- _Extracted information_:

-----

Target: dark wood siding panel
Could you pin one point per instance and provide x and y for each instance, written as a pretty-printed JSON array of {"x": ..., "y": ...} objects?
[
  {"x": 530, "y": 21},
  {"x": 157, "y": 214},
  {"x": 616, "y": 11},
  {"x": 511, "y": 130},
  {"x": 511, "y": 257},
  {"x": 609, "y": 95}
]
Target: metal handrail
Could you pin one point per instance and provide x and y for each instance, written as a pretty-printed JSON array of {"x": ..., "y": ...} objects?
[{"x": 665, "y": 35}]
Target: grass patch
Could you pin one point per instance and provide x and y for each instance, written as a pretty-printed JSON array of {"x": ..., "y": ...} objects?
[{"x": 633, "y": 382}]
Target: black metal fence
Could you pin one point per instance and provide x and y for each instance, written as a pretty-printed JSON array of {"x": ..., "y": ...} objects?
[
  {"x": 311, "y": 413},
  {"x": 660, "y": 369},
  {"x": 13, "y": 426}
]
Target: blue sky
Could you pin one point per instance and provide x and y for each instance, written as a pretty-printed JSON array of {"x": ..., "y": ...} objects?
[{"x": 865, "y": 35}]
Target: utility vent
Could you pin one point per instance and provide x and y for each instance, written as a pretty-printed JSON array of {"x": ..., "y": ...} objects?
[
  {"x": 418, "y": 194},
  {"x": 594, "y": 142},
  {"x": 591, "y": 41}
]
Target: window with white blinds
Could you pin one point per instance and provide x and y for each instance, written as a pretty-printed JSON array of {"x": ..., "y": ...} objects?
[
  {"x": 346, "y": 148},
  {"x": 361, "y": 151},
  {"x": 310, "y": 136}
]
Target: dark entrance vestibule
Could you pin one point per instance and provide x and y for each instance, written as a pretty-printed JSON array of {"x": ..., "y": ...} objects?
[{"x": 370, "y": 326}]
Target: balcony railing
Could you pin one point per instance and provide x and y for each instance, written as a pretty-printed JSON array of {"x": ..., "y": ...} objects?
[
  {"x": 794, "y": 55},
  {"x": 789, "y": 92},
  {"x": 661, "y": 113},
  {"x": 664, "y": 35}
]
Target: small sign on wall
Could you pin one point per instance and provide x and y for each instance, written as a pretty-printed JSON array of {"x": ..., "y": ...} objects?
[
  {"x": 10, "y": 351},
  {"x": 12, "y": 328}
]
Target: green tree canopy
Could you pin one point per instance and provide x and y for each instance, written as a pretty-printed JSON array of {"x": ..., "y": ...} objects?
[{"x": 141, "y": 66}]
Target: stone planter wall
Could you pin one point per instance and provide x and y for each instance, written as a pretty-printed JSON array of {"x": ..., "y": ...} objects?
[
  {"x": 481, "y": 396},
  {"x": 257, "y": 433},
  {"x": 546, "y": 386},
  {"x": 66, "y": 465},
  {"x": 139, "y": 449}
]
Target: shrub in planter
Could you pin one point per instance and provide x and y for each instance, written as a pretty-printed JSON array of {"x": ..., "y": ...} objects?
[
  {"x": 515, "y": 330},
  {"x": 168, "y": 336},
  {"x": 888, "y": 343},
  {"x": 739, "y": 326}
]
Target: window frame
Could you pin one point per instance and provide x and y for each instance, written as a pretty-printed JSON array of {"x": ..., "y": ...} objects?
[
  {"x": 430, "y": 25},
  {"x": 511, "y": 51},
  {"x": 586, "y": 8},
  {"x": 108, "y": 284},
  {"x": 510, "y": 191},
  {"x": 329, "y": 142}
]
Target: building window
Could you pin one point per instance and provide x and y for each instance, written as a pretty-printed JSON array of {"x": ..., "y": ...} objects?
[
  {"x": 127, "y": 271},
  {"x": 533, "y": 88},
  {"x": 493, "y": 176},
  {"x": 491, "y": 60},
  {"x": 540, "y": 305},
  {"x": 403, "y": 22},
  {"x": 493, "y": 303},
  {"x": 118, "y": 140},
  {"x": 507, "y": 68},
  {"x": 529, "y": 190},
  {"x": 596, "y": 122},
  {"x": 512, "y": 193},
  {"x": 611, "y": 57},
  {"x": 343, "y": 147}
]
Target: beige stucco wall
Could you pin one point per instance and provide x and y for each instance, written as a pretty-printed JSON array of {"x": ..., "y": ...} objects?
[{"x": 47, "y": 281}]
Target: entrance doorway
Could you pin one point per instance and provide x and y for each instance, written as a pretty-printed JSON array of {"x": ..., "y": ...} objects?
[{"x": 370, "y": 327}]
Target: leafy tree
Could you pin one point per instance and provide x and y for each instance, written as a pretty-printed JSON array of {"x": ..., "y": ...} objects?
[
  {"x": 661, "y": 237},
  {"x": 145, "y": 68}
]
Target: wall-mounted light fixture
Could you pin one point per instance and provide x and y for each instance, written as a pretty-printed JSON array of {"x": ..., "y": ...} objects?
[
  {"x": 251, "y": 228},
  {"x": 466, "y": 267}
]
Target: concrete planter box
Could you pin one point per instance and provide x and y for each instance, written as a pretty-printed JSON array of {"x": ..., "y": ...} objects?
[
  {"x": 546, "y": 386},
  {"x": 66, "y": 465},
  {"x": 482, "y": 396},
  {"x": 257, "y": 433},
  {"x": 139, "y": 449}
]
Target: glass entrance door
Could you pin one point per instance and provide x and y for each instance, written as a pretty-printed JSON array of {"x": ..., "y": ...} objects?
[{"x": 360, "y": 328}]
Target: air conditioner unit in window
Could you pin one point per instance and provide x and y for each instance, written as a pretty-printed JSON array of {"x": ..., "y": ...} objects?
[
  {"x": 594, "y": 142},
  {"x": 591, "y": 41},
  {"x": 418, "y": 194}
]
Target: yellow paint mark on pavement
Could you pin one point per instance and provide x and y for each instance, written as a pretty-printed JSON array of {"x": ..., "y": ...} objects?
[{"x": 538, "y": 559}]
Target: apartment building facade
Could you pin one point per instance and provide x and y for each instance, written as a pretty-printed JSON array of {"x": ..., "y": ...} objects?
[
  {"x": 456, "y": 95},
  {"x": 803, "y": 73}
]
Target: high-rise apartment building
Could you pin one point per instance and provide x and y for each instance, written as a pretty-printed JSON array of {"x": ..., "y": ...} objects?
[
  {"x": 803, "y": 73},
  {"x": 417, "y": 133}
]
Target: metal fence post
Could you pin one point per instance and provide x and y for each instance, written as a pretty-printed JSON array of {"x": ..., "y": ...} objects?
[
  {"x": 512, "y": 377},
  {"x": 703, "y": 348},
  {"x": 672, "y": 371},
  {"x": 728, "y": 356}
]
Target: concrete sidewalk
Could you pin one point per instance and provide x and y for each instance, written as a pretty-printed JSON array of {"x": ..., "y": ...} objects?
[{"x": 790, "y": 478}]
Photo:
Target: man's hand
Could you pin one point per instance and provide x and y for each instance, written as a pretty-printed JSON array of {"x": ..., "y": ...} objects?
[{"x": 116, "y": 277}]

-----

- _What you have to do_: Copy all of the entries above line for line, without altering a single character.

- _Correct response_:
Target: dark wood siding panel
Could you pin one point per instance and provide x and y for each instance, written as a pretty-printed JSON array of {"x": ..., "y": ...} objects?
[
  {"x": 530, "y": 21},
  {"x": 157, "y": 214},
  {"x": 616, "y": 11},
  {"x": 511, "y": 130},
  {"x": 511, "y": 257},
  {"x": 609, "y": 95}
]
Target: metal handrail
Could you pin one point per instance and provide x and y for each instance, written as a pretty-printed JSON array of {"x": ..., "y": ...} objects?
[{"x": 665, "y": 35}]
Target: grass patch
Could you pin one point per instance and provide x and y for each instance, written as a pretty-printed JSON array of {"x": ..., "y": ...} objects?
[{"x": 633, "y": 382}]
Target: black metal fence
Could you pin one point per instance and provide x and y for each instance, written as a pretty-printed JSON array of {"x": ..., "y": ...} objects?
[
  {"x": 311, "y": 413},
  {"x": 660, "y": 369},
  {"x": 13, "y": 426}
]
Target: blue sky
Could you pin one point per instance and provide x and y for each instance, written as a pretty-printed JSON array of {"x": ..., "y": ...} objects?
[{"x": 865, "y": 35}]
Target: utility vent
Could you pin one point per instance and provide x and y for each instance, written as a pretty-printed JSON array of {"x": ..., "y": ...} objects?
[
  {"x": 418, "y": 194},
  {"x": 594, "y": 142},
  {"x": 591, "y": 41}
]
Target: window with white blinds
Could you pin one point per instance and provide x and y for each instance, written as a pretty-printed JSON array of {"x": ..., "y": ...} objects?
[
  {"x": 346, "y": 148},
  {"x": 361, "y": 151},
  {"x": 310, "y": 136}
]
Target: dark entrance vestibule
Could you pin one point per instance and provide x and y for each instance, written as a pretty-printed JSON array of {"x": ..., "y": ...} objects?
[{"x": 370, "y": 326}]
Target: balcony railing
Could you pin one point per instance and provide x and y for each instance, written as a pretty-printed JSON array of {"x": ..., "y": ...} objects?
[
  {"x": 794, "y": 55},
  {"x": 789, "y": 92},
  {"x": 661, "y": 113},
  {"x": 664, "y": 35}
]
Target: small sign on wall
Could you pin one point per instance and provide x and y for each instance, written as a pretty-printed JSON array of {"x": ..., "y": ...} objects?
[
  {"x": 10, "y": 351},
  {"x": 12, "y": 328}
]
Target: green tree canopy
Could you pin one point per instance and provide x and y for each instance, written as a pretty-printed JSON array of {"x": ..., "y": ...} objects?
[{"x": 141, "y": 66}]
Target: stone planter wall
Could you pin one point per instance and provide x and y for each instance, written as a pretty-printed JSON array of {"x": ..., "y": ...} objects?
[
  {"x": 481, "y": 396},
  {"x": 257, "y": 433},
  {"x": 546, "y": 386},
  {"x": 66, "y": 465},
  {"x": 139, "y": 449}
]
Target: shrub in planter
Could you pin one point per instance and provide x and y for each instance, written as a pretty-printed JSON array of {"x": ..., "y": ...} objects?
[
  {"x": 515, "y": 330},
  {"x": 168, "y": 336},
  {"x": 888, "y": 343},
  {"x": 739, "y": 326}
]
Target: window frame
Could you pin one point per instance and provide x and y for each instance, written as a pretty-printed JSON array of {"x": ..., "y": ...} objects?
[
  {"x": 430, "y": 25},
  {"x": 511, "y": 51},
  {"x": 586, "y": 8},
  {"x": 108, "y": 284},
  {"x": 510, "y": 191},
  {"x": 329, "y": 142}
]
Target: building window
Could you pin one point per instance and provide x and y for each instance, written as a pretty-printed JSON array of {"x": ..., "y": ...} objects?
[
  {"x": 127, "y": 271},
  {"x": 533, "y": 88},
  {"x": 493, "y": 176},
  {"x": 491, "y": 60},
  {"x": 540, "y": 305},
  {"x": 403, "y": 22},
  {"x": 493, "y": 303},
  {"x": 118, "y": 140},
  {"x": 507, "y": 68},
  {"x": 529, "y": 190},
  {"x": 596, "y": 122},
  {"x": 512, "y": 193},
  {"x": 611, "y": 57},
  {"x": 343, "y": 147}
]
Target: beige stucco wall
Could you pin one point per instance and provide x and y for each instance, written as a pretty-printed JSON array of {"x": ..., "y": ...} objects?
[{"x": 47, "y": 281}]
Target: entrance doorway
Could you pin one point per instance and provide x and y for each instance, written as a pretty-printed JSON array of {"x": ..., "y": ...} objects?
[{"x": 370, "y": 327}]
Target: leafy tree
Could you pin one point per instance and provide x and y for each instance, written as a pretty-printed JSON array of {"x": ..., "y": ...} objects?
[
  {"x": 661, "y": 237},
  {"x": 145, "y": 68}
]
Target: wall-mounted light fixture
Could you pin one point per instance and provide x and y for each instance, written as a pretty-printed JSON array of {"x": ..., "y": ...} objects?
[
  {"x": 251, "y": 228},
  {"x": 466, "y": 267}
]
Target: concrete planter box
Could you pin one point per instance and provide x and y for each instance, written as a pretty-printed JSON array of {"x": ..., "y": ...} objects?
[
  {"x": 546, "y": 386},
  {"x": 66, "y": 465},
  {"x": 482, "y": 396},
  {"x": 257, "y": 433},
  {"x": 139, "y": 449}
]
Target: glass entrance door
Could you pin one point per instance and provide x and y for each instance, written as a pretty-printed JSON array of {"x": ..., "y": ...} objects?
[{"x": 360, "y": 328}]
Target: air conditioner unit in window
Could you pin one point per instance and provide x and y for each instance, written as a pretty-printed JSON array of {"x": ..., "y": ...} objects?
[
  {"x": 594, "y": 142},
  {"x": 591, "y": 41},
  {"x": 418, "y": 194}
]
Target: yellow paint mark on pavement
Could you pin one point per instance and provide x and y for each instance, written as a pretty-printed JSON array of {"x": ..., "y": ...} objects?
[{"x": 538, "y": 559}]
Target: apartment building facade
Could you pin one point per instance and provide x and y for each instance, written as a pretty-printed JSON array of {"x": ..., "y": ...} objects?
[
  {"x": 456, "y": 95},
  {"x": 803, "y": 73}
]
Target: high-rise apartment building
Could you pin one point per instance and provide x and y for each instance, written as a pretty-printed JSON array of {"x": ..., "y": ...} objects?
[
  {"x": 803, "y": 73},
  {"x": 417, "y": 133}
]
Target: metal fence post
Could you pin one point per instance and provide x and y for each instance, written as a pretty-printed JSON array of {"x": ..., "y": ...} objects?
[
  {"x": 512, "y": 377},
  {"x": 703, "y": 348},
  {"x": 672, "y": 371},
  {"x": 728, "y": 356}
]
Target: concrete sidewalk
Could you pin one point per instance and provide x and y for each instance, written as a pretty-printed JSON array of {"x": ..., "y": ...} objects?
[{"x": 790, "y": 478}]
Photo:
Target: man's hand
Could you pin one point per instance and provide x and y for each instance, written as a pretty-printed JSON array of {"x": ..., "y": ...} objects?
[{"x": 116, "y": 277}]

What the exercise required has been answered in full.